▶ **What to do**: Copy exactly the line containing "Localize two lower" and all lines after it, through the last line of the material below; omit everything before it.

▶ **Task inputs**:
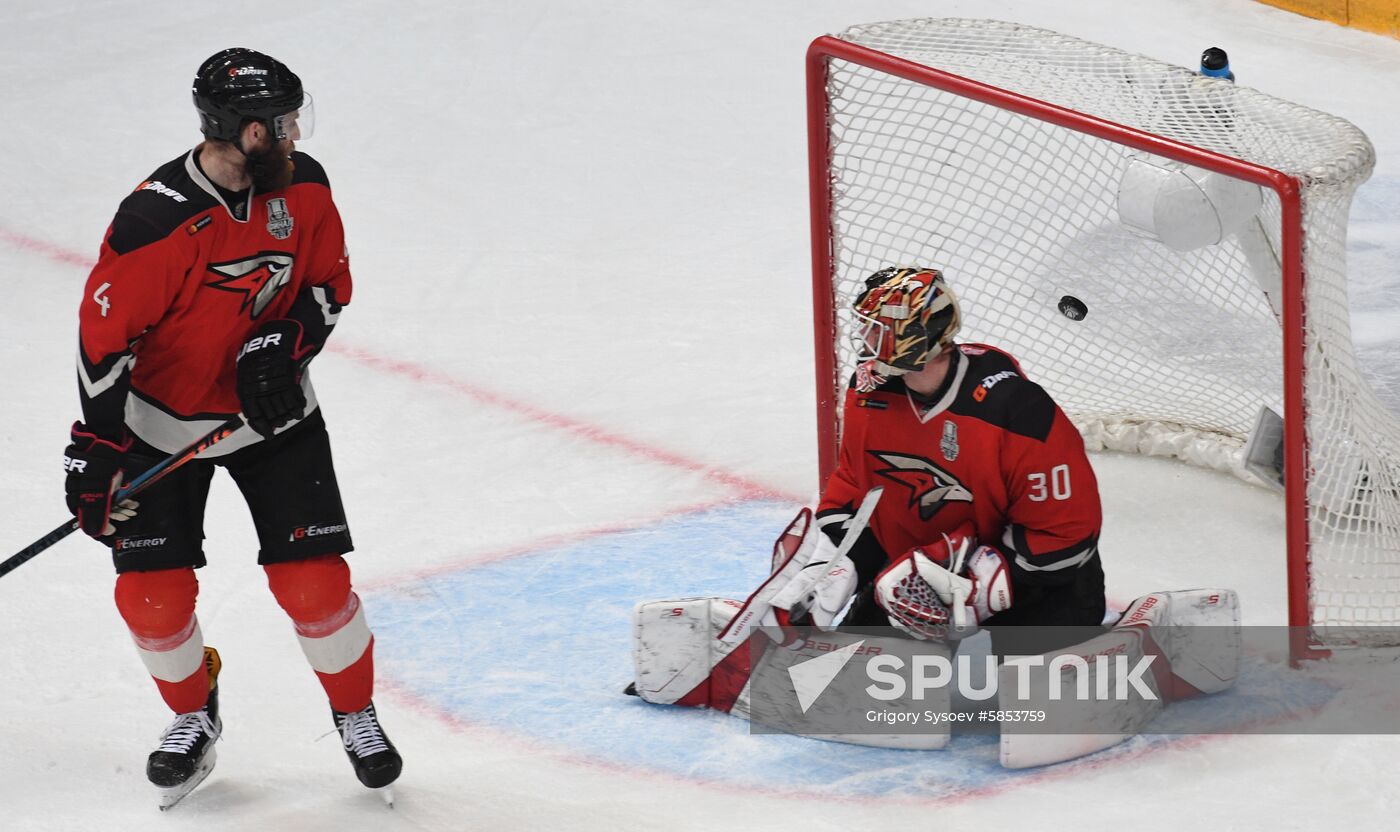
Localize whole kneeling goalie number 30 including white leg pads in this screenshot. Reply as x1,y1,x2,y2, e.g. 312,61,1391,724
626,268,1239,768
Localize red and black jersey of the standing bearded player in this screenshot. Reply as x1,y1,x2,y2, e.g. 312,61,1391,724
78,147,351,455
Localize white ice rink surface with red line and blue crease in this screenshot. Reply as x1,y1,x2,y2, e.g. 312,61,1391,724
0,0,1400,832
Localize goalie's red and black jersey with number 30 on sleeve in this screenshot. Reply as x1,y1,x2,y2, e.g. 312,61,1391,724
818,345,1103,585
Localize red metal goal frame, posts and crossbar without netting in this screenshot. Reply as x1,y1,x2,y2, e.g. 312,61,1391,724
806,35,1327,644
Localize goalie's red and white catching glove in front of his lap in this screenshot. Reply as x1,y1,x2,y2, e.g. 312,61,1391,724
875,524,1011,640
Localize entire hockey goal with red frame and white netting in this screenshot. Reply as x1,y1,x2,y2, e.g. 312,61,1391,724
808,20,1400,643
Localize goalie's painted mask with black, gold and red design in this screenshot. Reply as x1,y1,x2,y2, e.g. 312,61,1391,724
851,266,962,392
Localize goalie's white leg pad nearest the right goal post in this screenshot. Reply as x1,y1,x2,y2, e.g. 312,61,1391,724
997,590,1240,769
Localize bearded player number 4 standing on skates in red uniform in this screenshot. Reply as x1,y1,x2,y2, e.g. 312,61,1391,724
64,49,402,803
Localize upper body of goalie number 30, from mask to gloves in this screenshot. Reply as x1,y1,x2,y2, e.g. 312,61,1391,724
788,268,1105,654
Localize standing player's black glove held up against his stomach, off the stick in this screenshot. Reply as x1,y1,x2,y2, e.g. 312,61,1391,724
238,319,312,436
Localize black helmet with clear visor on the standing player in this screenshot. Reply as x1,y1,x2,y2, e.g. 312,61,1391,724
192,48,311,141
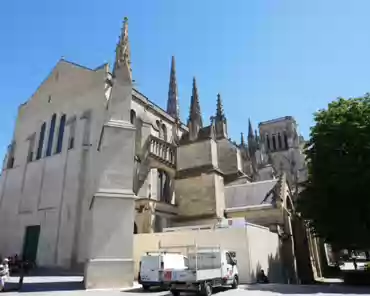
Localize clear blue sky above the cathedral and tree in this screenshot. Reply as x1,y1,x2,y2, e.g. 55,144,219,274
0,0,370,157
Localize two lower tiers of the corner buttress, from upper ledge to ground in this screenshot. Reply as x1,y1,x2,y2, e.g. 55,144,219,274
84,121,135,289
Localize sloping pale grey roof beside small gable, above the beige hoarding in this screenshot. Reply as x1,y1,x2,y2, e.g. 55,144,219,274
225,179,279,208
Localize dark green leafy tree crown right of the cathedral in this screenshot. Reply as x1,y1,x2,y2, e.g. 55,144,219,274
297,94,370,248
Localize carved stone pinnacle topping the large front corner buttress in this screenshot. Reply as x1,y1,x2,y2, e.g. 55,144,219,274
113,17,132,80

▶ **Response area**:
Localize two lower tiers of the corner buttress, from upper ledge to ground in this screenshot. Reply as x1,y1,x2,y2, e.g. 55,144,219,274
84,121,135,289
Localize sloping pale grey roof beside small gable, above the beige hoarding in this screenshot. Reply as x1,y1,x2,y2, e.g. 55,144,219,274
225,179,279,208
Localize dark green leafy tree crown right of the cathedral in this screenshot. Reply as x1,y1,x2,y2, e.g. 55,144,219,274
297,94,370,248
Localize carved stone pinnacle topping the large front corner buttress in this screenshot. Reply as x1,y1,x2,y2, e.g. 55,144,219,274
113,17,132,80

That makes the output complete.